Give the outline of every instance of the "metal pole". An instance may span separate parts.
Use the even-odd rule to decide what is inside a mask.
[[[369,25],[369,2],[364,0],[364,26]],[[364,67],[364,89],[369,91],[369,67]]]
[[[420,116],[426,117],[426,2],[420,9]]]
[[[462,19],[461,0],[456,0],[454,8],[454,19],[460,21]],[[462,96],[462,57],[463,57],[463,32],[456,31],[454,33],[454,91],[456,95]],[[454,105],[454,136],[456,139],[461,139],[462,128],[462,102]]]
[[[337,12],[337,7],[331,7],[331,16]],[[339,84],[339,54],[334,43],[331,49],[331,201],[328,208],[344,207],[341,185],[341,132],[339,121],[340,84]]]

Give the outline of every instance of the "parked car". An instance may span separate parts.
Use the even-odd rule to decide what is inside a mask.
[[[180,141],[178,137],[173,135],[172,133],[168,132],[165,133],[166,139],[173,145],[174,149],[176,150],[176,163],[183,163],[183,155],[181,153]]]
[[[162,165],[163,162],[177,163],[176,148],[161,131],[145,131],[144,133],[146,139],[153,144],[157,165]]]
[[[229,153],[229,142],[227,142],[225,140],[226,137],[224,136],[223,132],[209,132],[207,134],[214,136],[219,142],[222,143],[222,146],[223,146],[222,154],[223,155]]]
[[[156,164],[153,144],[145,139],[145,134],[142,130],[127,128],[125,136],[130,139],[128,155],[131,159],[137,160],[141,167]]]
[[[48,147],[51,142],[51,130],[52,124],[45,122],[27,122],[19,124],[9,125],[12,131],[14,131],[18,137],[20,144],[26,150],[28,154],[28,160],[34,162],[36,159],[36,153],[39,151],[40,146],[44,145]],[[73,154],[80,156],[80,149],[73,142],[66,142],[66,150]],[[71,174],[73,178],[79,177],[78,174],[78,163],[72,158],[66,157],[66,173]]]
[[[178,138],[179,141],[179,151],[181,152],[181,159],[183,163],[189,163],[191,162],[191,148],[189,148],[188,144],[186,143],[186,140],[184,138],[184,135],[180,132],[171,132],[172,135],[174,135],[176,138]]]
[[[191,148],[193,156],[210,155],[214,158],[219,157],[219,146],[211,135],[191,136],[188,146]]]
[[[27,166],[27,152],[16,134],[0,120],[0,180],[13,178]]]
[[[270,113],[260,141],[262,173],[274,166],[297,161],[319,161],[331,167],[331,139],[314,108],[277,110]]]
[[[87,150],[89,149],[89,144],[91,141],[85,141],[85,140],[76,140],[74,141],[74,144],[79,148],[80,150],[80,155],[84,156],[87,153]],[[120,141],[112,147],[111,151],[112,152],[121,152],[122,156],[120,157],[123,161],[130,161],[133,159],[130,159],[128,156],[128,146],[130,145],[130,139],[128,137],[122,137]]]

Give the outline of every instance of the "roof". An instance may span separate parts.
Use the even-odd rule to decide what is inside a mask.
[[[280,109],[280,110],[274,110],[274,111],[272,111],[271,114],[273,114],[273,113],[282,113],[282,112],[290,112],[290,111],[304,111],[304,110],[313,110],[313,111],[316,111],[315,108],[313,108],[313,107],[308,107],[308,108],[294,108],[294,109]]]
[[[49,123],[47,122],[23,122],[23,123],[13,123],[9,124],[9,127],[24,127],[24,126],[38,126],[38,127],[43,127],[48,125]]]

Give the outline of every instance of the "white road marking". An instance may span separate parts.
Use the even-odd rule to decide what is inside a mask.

==

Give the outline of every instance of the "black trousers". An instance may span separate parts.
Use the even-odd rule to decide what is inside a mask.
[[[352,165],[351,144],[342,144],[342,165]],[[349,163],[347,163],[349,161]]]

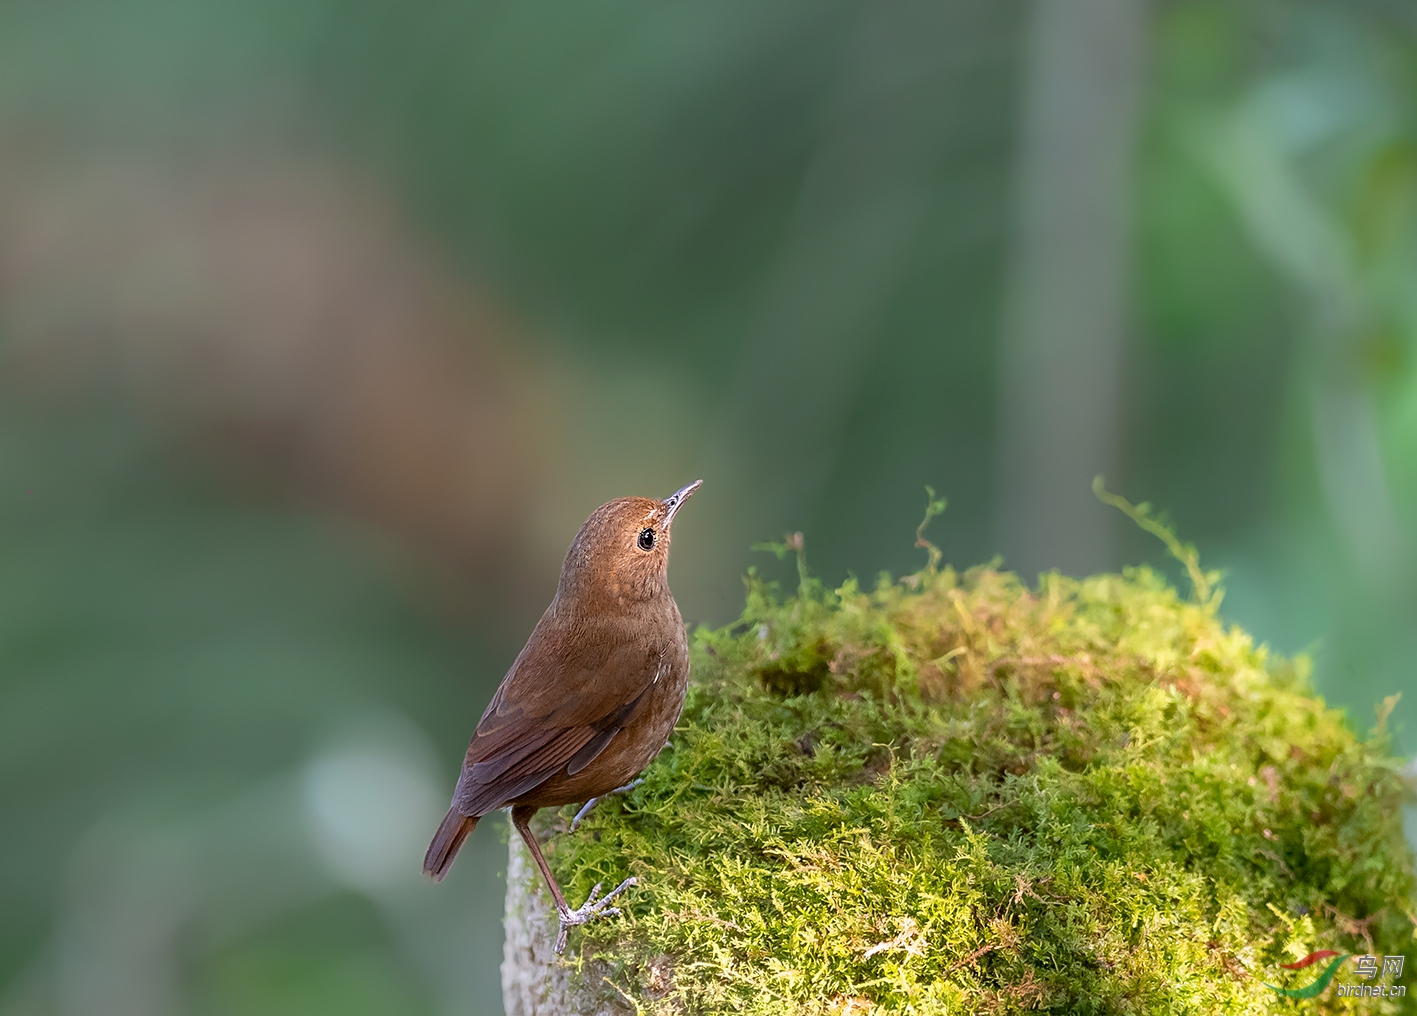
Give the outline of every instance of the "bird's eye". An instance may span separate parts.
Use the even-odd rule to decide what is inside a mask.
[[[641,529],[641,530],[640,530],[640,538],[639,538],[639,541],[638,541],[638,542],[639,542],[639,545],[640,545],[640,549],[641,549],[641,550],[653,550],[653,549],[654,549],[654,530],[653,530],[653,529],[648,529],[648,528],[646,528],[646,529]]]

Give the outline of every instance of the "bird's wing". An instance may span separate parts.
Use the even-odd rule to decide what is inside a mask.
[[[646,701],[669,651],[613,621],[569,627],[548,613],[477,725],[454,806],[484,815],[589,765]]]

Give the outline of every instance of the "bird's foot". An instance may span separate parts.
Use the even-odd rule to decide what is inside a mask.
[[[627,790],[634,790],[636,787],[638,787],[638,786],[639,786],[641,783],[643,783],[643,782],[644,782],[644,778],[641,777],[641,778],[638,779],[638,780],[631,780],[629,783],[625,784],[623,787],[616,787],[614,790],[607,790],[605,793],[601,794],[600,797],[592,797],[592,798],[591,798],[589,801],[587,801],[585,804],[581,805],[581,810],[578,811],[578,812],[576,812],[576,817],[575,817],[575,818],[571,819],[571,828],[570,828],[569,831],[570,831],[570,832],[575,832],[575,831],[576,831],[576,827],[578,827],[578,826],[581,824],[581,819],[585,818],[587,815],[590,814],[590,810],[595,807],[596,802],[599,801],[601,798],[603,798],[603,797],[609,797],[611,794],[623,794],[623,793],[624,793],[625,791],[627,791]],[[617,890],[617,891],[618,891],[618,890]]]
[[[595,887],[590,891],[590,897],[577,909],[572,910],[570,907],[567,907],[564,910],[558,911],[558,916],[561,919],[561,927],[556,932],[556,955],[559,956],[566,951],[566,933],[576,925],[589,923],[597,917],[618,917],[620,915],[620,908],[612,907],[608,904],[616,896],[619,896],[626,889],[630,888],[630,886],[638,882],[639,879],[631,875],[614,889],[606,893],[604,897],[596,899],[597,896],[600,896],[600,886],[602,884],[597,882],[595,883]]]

## Goal of the exercise
From the listing above, count the lines that include the word "every" and give the total alone.

## Answer for this exercise
8